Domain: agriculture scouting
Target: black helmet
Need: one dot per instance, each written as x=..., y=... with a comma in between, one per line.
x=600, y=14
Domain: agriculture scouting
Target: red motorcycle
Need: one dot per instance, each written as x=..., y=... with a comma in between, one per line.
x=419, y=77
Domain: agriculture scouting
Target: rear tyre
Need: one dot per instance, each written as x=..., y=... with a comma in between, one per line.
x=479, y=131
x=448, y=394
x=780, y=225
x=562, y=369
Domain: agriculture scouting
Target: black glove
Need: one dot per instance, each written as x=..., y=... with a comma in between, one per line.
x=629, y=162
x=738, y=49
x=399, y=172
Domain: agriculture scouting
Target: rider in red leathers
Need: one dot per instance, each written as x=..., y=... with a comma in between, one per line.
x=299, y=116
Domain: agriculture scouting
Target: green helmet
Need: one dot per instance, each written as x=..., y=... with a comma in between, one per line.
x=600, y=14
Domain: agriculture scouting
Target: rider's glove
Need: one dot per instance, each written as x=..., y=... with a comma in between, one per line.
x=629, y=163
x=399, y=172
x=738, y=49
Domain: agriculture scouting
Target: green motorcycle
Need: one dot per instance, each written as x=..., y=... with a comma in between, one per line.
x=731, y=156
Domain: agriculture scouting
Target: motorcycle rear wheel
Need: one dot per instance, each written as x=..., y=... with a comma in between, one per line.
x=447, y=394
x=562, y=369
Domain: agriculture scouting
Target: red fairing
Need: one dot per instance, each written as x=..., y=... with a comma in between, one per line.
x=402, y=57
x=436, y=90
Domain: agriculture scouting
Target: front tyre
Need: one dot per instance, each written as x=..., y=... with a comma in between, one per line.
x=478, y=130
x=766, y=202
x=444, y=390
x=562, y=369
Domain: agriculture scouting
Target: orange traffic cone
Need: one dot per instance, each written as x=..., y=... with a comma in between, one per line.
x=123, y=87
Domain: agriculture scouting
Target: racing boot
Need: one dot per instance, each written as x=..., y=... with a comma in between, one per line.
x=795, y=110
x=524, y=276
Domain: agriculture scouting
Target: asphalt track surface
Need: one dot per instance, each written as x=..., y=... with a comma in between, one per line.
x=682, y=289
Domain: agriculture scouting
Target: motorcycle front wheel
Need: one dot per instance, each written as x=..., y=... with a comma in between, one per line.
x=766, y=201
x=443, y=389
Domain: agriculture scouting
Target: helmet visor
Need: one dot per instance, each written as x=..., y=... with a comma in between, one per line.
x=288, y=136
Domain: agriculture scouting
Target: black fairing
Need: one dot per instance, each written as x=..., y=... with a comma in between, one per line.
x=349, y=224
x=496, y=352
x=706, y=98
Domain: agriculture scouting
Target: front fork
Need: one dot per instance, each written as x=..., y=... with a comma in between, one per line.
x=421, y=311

Given request:
Each record above should be restated word for word.

The answer:
Domain: agriculture scouting
Target: black helmet
Need: one dot per instance, each written as x=..., y=... with a comma in between, one per line.
x=600, y=14
Domain: agriculture scouting
Target: red motorcycle
Need: one dot per instance, each written as x=..., y=... with a comma in between, one per line.
x=419, y=77
Domain: agriculture scouting
Target: rear tyre
Need: one dot per instance, each written as x=..., y=... with a comma in between, one per line.
x=479, y=131
x=448, y=394
x=780, y=225
x=562, y=369
Domain: agriculture scouting
Target: black glove
Need: one dot per instance, each written as x=..., y=... with a comma in between, one per line.
x=629, y=162
x=738, y=49
x=399, y=172
Domain: agriculture scouting
Target: rider in red leathers
Need: one dot per instance, each written as x=..., y=... with a comma in between, one per line.
x=299, y=116
Domain: agriculture scouting
Target: green helmet
Need: one dot per instance, each written as x=..., y=... with a comma in between, one per line.
x=600, y=14
Domain: agriculture scouting
Target: rider's glove
Need: one dot per instance, each written as x=..., y=... with a comma in between, one per line.
x=629, y=163
x=399, y=172
x=738, y=49
Domain: agriculture scouting
Target: green motorcycle
Need: one dot per instance, each written as x=..., y=... with a comma in between, one per line.
x=731, y=156
Domain: agriculture scouting
Target: motorcycle rear wheel
Need: one dot per instance, each written as x=..., y=... with a comma in between, one per line.
x=447, y=394
x=562, y=369
Domain: agriculture scouting
Target: red fairing
Need: one dot per instance, each written as x=..., y=... with a comma in between, one per line.
x=402, y=57
x=436, y=90
Domain: agriculture scouting
Target: front tyre
Need: one dot per instance, each written as x=..., y=... with a comma in between, one per line.
x=478, y=130
x=766, y=202
x=444, y=390
x=562, y=369
Domain: agriculture scouting
Target: orange traffic cone
Need: one dot per instance, each written as x=..., y=... with a comma in between, one per line.
x=123, y=87
Domain: agriculture scouting
Target: racing boot
Need: one dot per instance, each written as x=..., y=... with a comma in between, one per line.
x=795, y=110
x=524, y=276
Domain: agriculture scouting
Target: asphalt track surface
Need: one dot per instance, each written as x=..., y=... with a comma in between, one per line.
x=682, y=289
Domain: agriculture scouting
Target: motorcycle front wheel
Need: one dot per instance, each written as x=..., y=... with a comma in between, one per line.
x=766, y=201
x=443, y=389
Domain: agriculture scouting
Target: helmet visor
Need: one dot per instance, each written as x=..., y=... with a comma in between, one per line.
x=288, y=136
Domain: agriculture scouting
Target: black fairing
Need: one dot per instance, each written as x=..., y=... with a comma in between, one per line.
x=349, y=224
x=496, y=352
x=706, y=98
Domain: agriculture scouting
Target: front fork
Need: one dot per instance, each written as x=..., y=... with a comma in between, one per line.
x=421, y=311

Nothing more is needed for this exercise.